◆ Your instructions
Answer from the passage on Israeli-Turkish relations:
(a) Which Turkish demand did Barak not refer to?
(b) What policy may the Israeli government opt for at this stage?
(c) Which two events rang the alarm bells?

◆ Source passage
^^^^^^^^
Barak did not refer to the third Turkish demand, namely lifting the blockade on Gaza, and the assumption is that Israel views this as either a marginal issue or a condition that was already met when Israel and Egypt relaxed their policies on importations into Gaza. If the Turkish demand refers to the naval blockade, it would be difficult to square it with the Palmer Report’s reference to the legality of the blockade.


At this stage, the Israeli government may opt for a policy of “wait and see” in the assumption that sooner or later Turkey will incur political and economic difficulties, which may make the Turkish government more amenable to compromises


For a while the Mavi Marmara affair had shifted the debate in Israel on Turkey to the question of an apology – but only for a while. Questions on Turkey’s orientation began to appear on the Israeli political screen ever since the AKP’s rise to power, but obviously they were not sufficient to deter, for example, Israel’s aerospace industries from significant deals in Turkey or Prime Minister Olmert from entrusting the negotiations with Syria in Turkish hands. Turkey’s reaction to the Gaza operation and Erdoğan’s storming out from the debate in Davos rang the alarm bells.
^^^^^^^^
◆ Collected data

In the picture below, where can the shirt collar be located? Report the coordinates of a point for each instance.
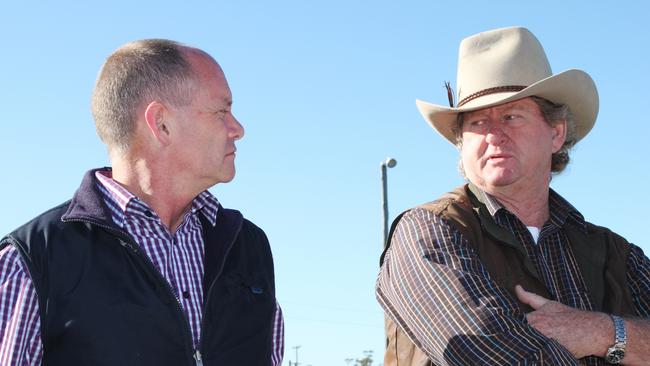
^^^^^^^^
◆ Task result
(a) The third demand: lifting the blockade on Gaza.
(b) A policy of "wait and see."
(c) Turkey's reaction to the Gaza operation and Erdoğan's storming out from the debate in Davos.